Using the records below, write out again exactly the lines that begin at the line containing "[[179, 827], [164, 783], [1015, 187]]" and end at the line containing "Task: point out the framed", and no other lines.

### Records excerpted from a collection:
* * *
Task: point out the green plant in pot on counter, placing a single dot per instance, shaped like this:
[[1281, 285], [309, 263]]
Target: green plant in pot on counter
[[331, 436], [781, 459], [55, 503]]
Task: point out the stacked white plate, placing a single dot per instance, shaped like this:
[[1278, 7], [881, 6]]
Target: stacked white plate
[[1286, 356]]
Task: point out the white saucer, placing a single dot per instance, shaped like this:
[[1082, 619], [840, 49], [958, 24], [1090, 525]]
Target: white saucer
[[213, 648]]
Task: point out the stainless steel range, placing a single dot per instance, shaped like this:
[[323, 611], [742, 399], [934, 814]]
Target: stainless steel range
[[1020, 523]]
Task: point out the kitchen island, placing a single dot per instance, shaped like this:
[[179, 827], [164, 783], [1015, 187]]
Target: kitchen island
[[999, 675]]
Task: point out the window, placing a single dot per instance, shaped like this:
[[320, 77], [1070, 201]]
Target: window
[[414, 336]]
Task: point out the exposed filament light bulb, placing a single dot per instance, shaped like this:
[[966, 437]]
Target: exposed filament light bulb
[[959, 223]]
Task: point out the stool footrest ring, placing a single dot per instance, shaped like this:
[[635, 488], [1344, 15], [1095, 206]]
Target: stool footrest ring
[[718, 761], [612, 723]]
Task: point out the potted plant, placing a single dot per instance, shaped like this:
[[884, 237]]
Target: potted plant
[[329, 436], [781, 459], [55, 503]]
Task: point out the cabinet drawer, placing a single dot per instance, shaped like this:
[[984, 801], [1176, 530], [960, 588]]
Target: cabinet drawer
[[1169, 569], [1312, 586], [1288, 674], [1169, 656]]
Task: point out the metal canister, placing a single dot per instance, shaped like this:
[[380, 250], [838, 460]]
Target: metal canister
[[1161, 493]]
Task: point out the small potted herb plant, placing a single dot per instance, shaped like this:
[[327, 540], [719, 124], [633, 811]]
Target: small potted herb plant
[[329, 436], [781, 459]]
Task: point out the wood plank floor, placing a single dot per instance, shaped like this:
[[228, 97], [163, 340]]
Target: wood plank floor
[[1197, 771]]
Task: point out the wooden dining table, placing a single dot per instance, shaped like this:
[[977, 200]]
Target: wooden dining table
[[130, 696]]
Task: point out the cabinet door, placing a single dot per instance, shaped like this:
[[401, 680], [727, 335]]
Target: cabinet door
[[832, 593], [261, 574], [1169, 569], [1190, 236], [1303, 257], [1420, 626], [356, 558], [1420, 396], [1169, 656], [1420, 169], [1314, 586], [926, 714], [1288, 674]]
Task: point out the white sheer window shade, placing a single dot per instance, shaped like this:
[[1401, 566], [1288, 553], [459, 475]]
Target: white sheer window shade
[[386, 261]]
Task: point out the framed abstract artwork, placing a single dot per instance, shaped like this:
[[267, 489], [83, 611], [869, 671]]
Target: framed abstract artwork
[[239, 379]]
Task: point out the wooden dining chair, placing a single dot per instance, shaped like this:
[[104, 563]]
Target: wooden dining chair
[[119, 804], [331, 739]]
* * *
### Exercise solution:
[[179, 827], [164, 783], [1015, 187]]
Target: kitchen island
[[999, 675]]
Task: point out the window, placing a single dot per instance, shaped like this:
[[320, 77], [1070, 201]]
Target: window
[[414, 336]]
Task: point out the exposed filament light bulb, placing a single dot per instance, shaped like this:
[[966, 437]]
Target: exposed filament light bulb
[[959, 223]]
Task: point out the stool footrest ring, placing a single dot per instance, shaped like this:
[[635, 488], [1344, 15], [1095, 206]]
Target: stool footrest ring
[[718, 761], [612, 723]]
Task: point out the potted plant, placing a single dot per instance, shaped like this:
[[884, 237]]
Target: potted plant
[[329, 436], [781, 459], [55, 503]]
Task: point out the cabinet drawer, placing a single dot per instance, shaped like this:
[[984, 801], [1176, 530], [960, 588]]
Target: cabinet drawer
[[1169, 569], [1312, 586], [1288, 674], [1169, 656]]
Task: point out the metal canister, placing a single dot per instance, shaped like this:
[[380, 250], [838, 460]]
Target: metal canister
[[1161, 493]]
Task: point out the small potted herb plant, placing a single dot per instance, shaped like this:
[[327, 540], [719, 124], [633, 811]]
Target: small potted herb plant
[[329, 436], [781, 459]]
Task: point out the wood plank floor, placing a single dot per instance, shaped like this:
[[228, 97], [163, 340]]
Target: wood plank floor
[[1197, 771]]
Task: point out the wooden dining table, placing a single dot per instance, shaped like this:
[[977, 200]]
Target: wooden dining table
[[130, 696]]
Task: point out the cabinet door, placing a single dot per instance, shaped like this:
[[401, 680], [727, 335]]
Target: cabinet door
[[832, 593], [261, 574], [1169, 569], [1190, 236], [1303, 257], [1420, 626], [356, 558], [1420, 396], [1169, 656], [1420, 169], [1314, 586], [926, 714], [1288, 674]]
Task: point out the white sheer window shade, placing a single dot per instance, shaped like this:
[[1401, 566], [1288, 553], [459, 475]]
Target: white sheer window shade
[[386, 261]]
Task: point out the framed abstract artwork, placing a single dot per instance, shaped like this:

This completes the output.